Source records:
┄┄┄┄┄┄
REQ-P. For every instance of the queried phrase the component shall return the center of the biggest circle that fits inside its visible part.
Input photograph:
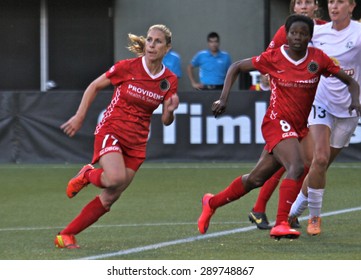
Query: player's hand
(71, 126)
(218, 107)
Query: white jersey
(344, 47)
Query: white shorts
(341, 128)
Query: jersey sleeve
(114, 74)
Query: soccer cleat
(260, 219)
(67, 241)
(78, 181)
(293, 222)
(207, 213)
(284, 230)
(314, 226)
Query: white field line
(196, 238)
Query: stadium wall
(30, 129)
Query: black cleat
(260, 219)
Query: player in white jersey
(330, 122)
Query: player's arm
(190, 74)
(245, 65)
(169, 106)
(354, 89)
(75, 122)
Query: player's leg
(289, 153)
(301, 202)
(264, 169)
(115, 179)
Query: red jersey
(280, 38)
(136, 95)
(293, 84)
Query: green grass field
(156, 217)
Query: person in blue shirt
(172, 61)
(213, 64)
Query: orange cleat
(67, 241)
(314, 226)
(284, 230)
(207, 213)
(78, 182)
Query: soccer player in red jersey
(258, 215)
(294, 72)
(140, 85)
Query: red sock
(267, 190)
(94, 177)
(234, 191)
(88, 216)
(287, 195)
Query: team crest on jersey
(164, 85)
(312, 67)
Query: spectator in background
(172, 61)
(212, 63)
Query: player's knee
(115, 180)
(295, 171)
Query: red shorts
(274, 131)
(108, 143)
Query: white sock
(315, 201)
(299, 206)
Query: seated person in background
(212, 63)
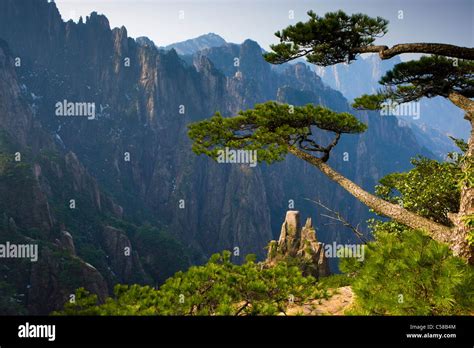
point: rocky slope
(437, 118)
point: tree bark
(430, 48)
(466, 206)
(438, 232)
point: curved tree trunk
(429, 48)
(437, 231)
(466, 206)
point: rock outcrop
(299, 245)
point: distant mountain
(438, 117)
(145, 41)
(199, 43)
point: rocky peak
(299, 244)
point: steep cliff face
(437, 117)
(41, 285)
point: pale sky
(236, 20)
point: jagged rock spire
(300, 245)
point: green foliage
(161, 254)
(217, 288)
(408, 273)
(430, 76)
(335, 281)
(430, 189)
(334, 38)
(269, 129)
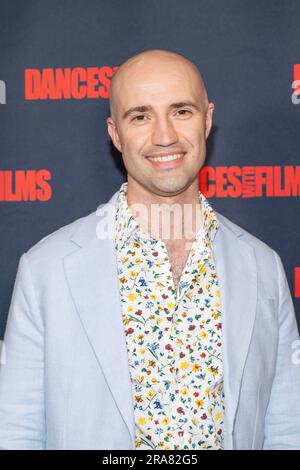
┄┄┄┄┄┄
### Problem details
Reproduce all of the items above word for word, but leave the pictures out of your answer.

### Task result
REQ-P. For every instance of the queried phrase the component shall return the center of the biggest circle that fits inside its visible part.
Input photograph:
Query: player's hand
(71, 126)
(218, 107)
Query: white jersey
(344, 47)
Query: white shorts
(341, 128)
Query: jersey sleeve
(114, 74)
Query: soccer cleat
(260, 219)
(67, 241)
(78, 181)
(293, 222)
(207, 213)
(284, 230)
(314, 226)
Query: white field line
(196, 238)
Query: stadium wall
(30, 129)
Query: black cleat
(260, 219)
Query: player in white jersey
(330, 122)
Query: player's arm
(190, 74)
(245, 65)
(169, 106)
(354, 89)
(75, 122)
Query: player's leg
(289, 153)
(301, 202)
(264, 169)
(115, 179)
Query: red jersey
(280, 38)
(136, 95)
(293, 84)
Query: green grass field
(156, 217)
Query: person in blue shirt
(172, 61)
(213, 64)
Query: orange cleat
(67, 241)
(314, 226)
(284, 230)
(207, 213)
(78, 182)
Query: soccer player in red jersey
(258, 215)
(294, 72)
(140, 85)
Query: red sock
(267, 190)
(94, 177)
(234, 191)
(88, 216)
(287, 195)
Query: team crest on jersey
(164, 85)
(312, 67)
Query: spectator in background
(172, 61)
(212, 63)
Query: player's knee
(115, 180)
(295, 171)
Query: red shorts
(274, 131)
(108, 143)
Query: white sock
(315, 201)
(299, 206)
Query: seated person in background
(212, 63)
point: rocky slope
(437, 118)
point: tree bark
(430, 48)
(466, 206)
(438, 232)
point: curved tree trunk
(429, 48)
(437, 231)
(466, 206)
point: rock outcrop
(299, 245)
point: distant mountain
(438, 117)
(145, 41)
(199, 43)
point: rocky peak
(299, 244)
point: steep cliff face
(437, 117)
(41, 285)
point: pale sky
(236, 20)
point: jagged rock spire
(300, 245)
point: green foliage
(161, 254)
(217, 288)
(408, 273)
(430, 76)
(335, 281)
(430, 189)
(334, 38)
(269, 129)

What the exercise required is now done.